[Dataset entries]
----

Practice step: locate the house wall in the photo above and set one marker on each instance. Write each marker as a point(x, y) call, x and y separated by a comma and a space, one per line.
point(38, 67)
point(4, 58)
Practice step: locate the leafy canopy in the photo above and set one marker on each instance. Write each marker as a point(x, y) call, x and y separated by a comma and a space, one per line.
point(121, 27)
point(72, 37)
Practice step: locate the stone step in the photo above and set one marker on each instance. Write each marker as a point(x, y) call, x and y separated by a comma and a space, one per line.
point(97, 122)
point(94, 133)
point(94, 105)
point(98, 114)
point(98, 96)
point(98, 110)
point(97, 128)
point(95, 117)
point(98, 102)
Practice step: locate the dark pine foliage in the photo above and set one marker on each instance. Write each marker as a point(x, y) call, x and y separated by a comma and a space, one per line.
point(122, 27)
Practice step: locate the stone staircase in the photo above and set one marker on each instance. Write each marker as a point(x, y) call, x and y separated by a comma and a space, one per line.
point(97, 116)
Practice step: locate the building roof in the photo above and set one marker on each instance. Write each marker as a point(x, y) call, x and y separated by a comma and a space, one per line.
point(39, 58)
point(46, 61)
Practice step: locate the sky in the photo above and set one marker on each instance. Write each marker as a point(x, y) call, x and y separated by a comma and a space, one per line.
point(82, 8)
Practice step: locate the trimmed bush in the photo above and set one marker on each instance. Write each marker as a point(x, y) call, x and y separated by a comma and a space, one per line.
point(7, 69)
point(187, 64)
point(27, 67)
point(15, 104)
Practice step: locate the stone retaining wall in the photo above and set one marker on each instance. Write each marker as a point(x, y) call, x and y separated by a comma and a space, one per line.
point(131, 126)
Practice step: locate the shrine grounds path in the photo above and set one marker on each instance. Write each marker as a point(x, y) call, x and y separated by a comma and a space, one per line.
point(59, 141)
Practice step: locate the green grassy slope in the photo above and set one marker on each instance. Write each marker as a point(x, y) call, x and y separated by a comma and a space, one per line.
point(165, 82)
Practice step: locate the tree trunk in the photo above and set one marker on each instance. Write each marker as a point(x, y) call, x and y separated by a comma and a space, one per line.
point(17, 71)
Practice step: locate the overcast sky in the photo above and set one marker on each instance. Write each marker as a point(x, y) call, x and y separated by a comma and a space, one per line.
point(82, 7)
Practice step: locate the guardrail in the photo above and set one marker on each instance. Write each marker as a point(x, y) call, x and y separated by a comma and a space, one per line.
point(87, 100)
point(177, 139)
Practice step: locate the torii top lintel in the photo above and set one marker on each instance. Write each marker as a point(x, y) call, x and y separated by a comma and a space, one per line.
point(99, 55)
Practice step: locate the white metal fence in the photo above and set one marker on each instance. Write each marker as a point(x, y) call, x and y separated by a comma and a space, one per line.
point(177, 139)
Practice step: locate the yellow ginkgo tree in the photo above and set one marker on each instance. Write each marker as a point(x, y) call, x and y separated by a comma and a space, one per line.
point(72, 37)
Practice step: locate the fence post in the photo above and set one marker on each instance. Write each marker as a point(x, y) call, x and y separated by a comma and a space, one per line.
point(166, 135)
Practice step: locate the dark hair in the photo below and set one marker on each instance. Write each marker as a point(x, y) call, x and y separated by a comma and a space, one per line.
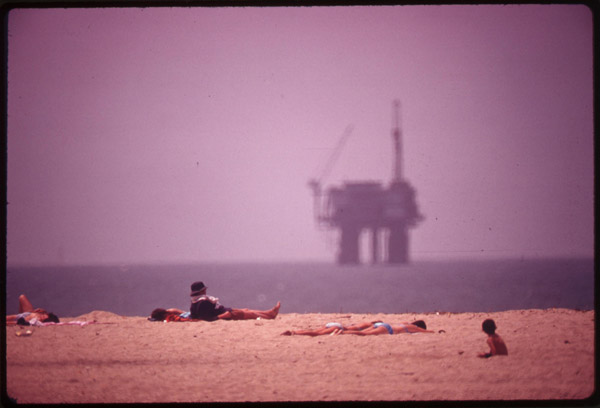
point(158, 314)
point(52, 318)
point(420, 323)
point(489, 326)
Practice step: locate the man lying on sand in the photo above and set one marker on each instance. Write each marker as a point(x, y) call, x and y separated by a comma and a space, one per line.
point(29, 316)
point(329, 328)
point(363, 329)
point(208, 308)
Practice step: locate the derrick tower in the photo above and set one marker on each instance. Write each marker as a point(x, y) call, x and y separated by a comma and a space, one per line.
point(385, 212)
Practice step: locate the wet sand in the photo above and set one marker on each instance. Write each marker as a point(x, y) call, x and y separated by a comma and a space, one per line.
point(133, 360)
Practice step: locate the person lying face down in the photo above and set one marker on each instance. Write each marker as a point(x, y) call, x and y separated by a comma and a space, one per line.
point(208, 308)
point(28, 315)
point(364, 329)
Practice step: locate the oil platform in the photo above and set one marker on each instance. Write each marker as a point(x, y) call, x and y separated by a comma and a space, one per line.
point(386, 213)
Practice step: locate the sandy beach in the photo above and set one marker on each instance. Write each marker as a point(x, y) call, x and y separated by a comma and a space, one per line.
point(132, 360)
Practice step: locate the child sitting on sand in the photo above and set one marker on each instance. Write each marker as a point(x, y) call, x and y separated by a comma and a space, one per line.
point(497, 346)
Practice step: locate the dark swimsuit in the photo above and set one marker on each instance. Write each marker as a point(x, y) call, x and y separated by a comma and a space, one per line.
point(387, 326)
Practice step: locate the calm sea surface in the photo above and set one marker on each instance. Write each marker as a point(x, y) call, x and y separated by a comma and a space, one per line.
point(424, 286)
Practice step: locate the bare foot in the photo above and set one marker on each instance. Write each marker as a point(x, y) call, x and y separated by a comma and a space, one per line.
point(275, 311)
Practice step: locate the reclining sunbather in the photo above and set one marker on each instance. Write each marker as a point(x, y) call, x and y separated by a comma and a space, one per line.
point(28, 315)
point(418, 326)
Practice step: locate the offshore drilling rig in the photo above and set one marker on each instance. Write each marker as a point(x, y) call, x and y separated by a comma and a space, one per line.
point(355, 207)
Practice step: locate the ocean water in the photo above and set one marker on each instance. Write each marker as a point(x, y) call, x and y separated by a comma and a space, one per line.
point(421, 287)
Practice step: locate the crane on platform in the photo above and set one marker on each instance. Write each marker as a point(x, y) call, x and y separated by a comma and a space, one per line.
point(316, 183)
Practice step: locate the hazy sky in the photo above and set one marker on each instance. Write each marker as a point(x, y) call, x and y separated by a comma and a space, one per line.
point(189, 134)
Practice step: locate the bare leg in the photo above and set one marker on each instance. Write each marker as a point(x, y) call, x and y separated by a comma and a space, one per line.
point(247, 314)
point(367, 332)
point(24, 304)
point(318, 332)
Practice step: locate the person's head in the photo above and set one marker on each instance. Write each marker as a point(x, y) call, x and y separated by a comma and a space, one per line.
point(198, 289)
point(158, 314)
point(420, 323)
point(52, 318)
point(489, 326)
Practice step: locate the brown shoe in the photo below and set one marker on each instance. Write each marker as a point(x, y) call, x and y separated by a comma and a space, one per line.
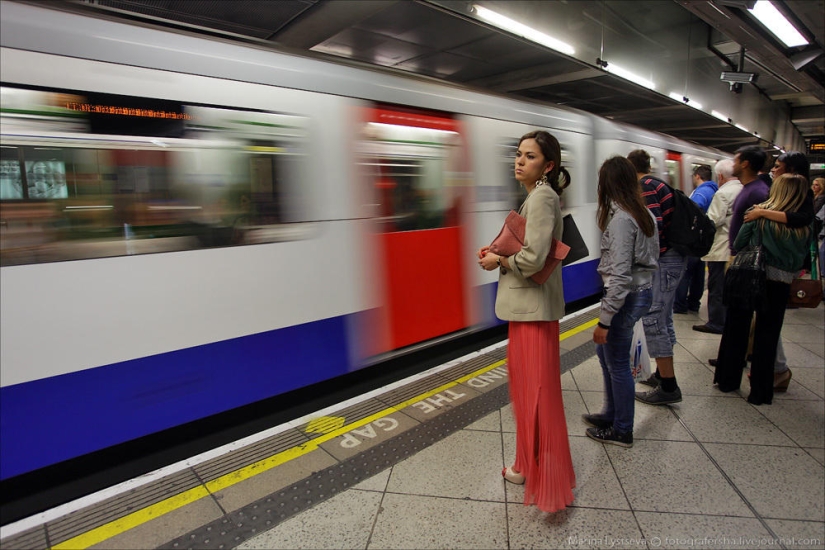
point(781, 381)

----

Transcribe every entry above exactly as it stands, but skip the images.

§ Result for this task
Practice step: locate the house wall in the photo above and set one marker on each instance. Write each marker as a point(x, y) call, x and y separated by a comma and a space, one per line.
point(38, 67)
point(4, 58)
Practice step: locate the leafy canopy in the photo above and set one marker on each instance. Write each marker as a point(x, y) call, x and y separated by a comma and a space, one per line.
point(121, 27)
point(72, 37)
Practice step: locate the stone step in the photo above and set one marker on each instance. Write each marker as a point(x, y) call, x and y separated by a comma and a space, one per line.
point(97, 122)
point(94, 133)
point(94, 105)
point(98, 114)
point(98, 96)
point(98, 110)
point(97, 128)
point(95, 117)
point(98, 102)
Practice step: locate the dark pine foliage in the photo above and set one marker on each instance. Write each marker as a point(x, y) call, x and y separated by a comma and a space, one per line.
point(122, 27)
Practice step: locate the stone staircase in the photo above and set one marker on each instance. Write each marker as a point(x, y) call, x and y separated by a comma and a space, one per line.
point(97, 116)
Practice step: locate the building roof in the photo above and set one marker on each instance. Write each marker as a point(x, y) call, x and y separated by a comma and a space, one per line.
point(39, 58)
point(46, 61)
Practice step: locate the sky in the photo above and set one marker on each instance. Write each marker as a point(x, y) call, x and y separated by a comma and a space, one per line.
point(82, 8)
Practice step: locate the trimmed bush in the photo above and set one marker on each instance. Write each marker as a point(x, y) call, x and y separated by a comma and a space, one per line.
point(7, 69)
point(187, 64)
point(27, 67)
point(15, 104)
Practice step: locate the stone retaining wall in the photo above and set one marker on each instance. Write each marker as a point(x, y) call, x and y separated by a comma and a space, one per line.
point(131, 126)
Practice step: locate the shrine grounds path in the photo above and set one marker on each instance. Write each marker as a point(x, y) call, x and y separated by a comma and a space, one per line.
point(59, 141)
Practice step: locate the green grassy slope in the photo above and set one marker on each instance. Write each marker as a point(x, y) call, x and y separated by a comma and a space, one per line.
point(165, 82)
Practice step: locate the tree trunk in the photo above and set one marker on each instance. Write each marker as a point(x, y) call, x and y separated by a comma and a space, one per line.
point(17, 71)
Practice step: locate the overcast sky in the photo above and set one marker on each instance. Write each marker as a point(x, y) call, x and y separated by a comma and a space, one per line.
point(82, 7)
Practice step: locate the guardrail in the photo above and set one marker on each instance. Write each marker as a point(x, y) call, x and y separated by a comma and a space, one per line.
point(87, 100)
point(177, 139)
Practice step: locate the torii top lintel in the photo above and set one marker on each instance. Write each marker as a point(x, y) call, x and y separated by a comma and a space, one per line.
point(99, 55)
Practice step: locate the white metal fence in the photo above and set one marker on each instance. Write each marker as a point(x, y) call, x and y separated by a comma and a space, one per line.
point(177, 139)
Practice step: locate the yellow ginkgo tree in the photo above and set one marker on each instance. Write each marker as a point(x, y) call, x and y separated by a comma and a space, one per line.
point(72, 37)
Practice step: locate the fence post in the photo above and set one marker on each instance. Write each marker as a point(x, y) call, x and y separated by a comma and a space, one per line.
point(166, 135)
Practice step: locate the dark hair in the photo below and set one marker on each instance. Write each marker as a point(x, y) call, x and y separated by a comma and a space, one per line.
point(158, 314)
point(52, 318)
point(420, 323)
point(489, 326)
Practice step: locate the man lying on sand in the photo above and set one marker on each instance. Write each marker as a point(x, y) call, x and y separated by a comma and a space, one per line.
point(29, 316)
point(329, 328)
point(363, 329)
point(208, 308)
Practice step: locate the derrick tower in the photo above and set one marker on each instance. Write each marker as a point(x, y) call, x and y separated by a comma and a space, one per line.
point(385, 212)
Practice step: locate the wet sand in the photo above and set one marker on each instance. Write each marker as a point(x, y) call, x and y separated by a comma and a space, one per line.
point(133, 360)
Practice step: locate the person lying face down in the photo above and set one marker on each instance. Write each marker as a point(x, y) call, x and y separated by a comma and a space, one per line.
point(208, 308)
point(28, 315)
point(364, 329)
Practice step: locate the oil platform in the photo above and set one marker on each instance. Write each marker as a point(x, y) call, x and y separated by a comma and a space, one per line.
point(386, 213)
Practice step: locate the sandy beach in the photo above and set one marker on each instance. Write each marker as a point(x, y) call, x and y separated by a comma and a space, one per line.
point(132, 360)
Practice step: locate the child sitting on sand in the photo above and set one marker on each instance. Write each marker as a point(x, y) call, x and y separated by a comma and a space, one per line.
point(497, 346)
Practice step: locate the dark swimsuit in the photo above and set one marker on each instance. Write each marker as a point(x, y) call, x and y separated by a comma and a space, one per line.
point(387, 326)
Practice step: locate the calm sea surface in the photo above and set one marker on each instance. Write each marker as a point(x, y) call, x and y separated by a comma and a space, one per line.
point(424, 286)
Practice step: locate the bare foot in the photo above and set one marker on each instance. Write each marker as a point(x, y) call, x and y separated by a comma and a space, one per line.
point(275, 311)
Practice step: locate the reclining sunbather in the photo above and set one marker on each instance. Write each marker as a point(x, y) call, x and y separated by a comma and a space, one per line.
point(28, 315)
point(418, 326)
Practice step: locate the offshore drilling rig in the photo above and set one marker on each instance. Write each marker as a point(x, y) call, x and y separated by a comma and a space, one per line.
point(355, 207)
Practice step: locate the ocean water in the photo above and set one marker on each instance. Write each marker as a point(x, y) call, x and y separated by a comma and a space, one per line.
point(421, 287)
Practice step: locate the crane on platform in the photo above and set one marker on each instance. Write each marker as a point(x, y) call, x and y separated by a comma and a space, one per line.
point(316, 183)
Practice step: locate the hazy sky in the photo above and set one marker on each instance. Write each marker as a point(x, y) call, x and y separated by a comma and a space, one per line.
point(189, 134)
Practice step: locate the bare leg in the photo above and set one marker on each instance. Write each marker as a point(x, y) call, x and y separated by a comma and a space, one per line.
point(247, 314)
point(367, 332)
point(24, 304)
point(318, 332)
Practice step: locate the person's head in the photo above and set one marker on each instance. Write each marker as a point(x, y) call, x and y separated by a comma and a space, one per line.
point(198, 289)
point(158, 314)
point(420, 323)
point(52, 318)
point(489, 326)
Practice step: locate the brown shoe in the photo below and set one marker on each instance. Write each marker as a point(x, y) call, x and y separated by a comma and a space, one per line.
point(781, 381)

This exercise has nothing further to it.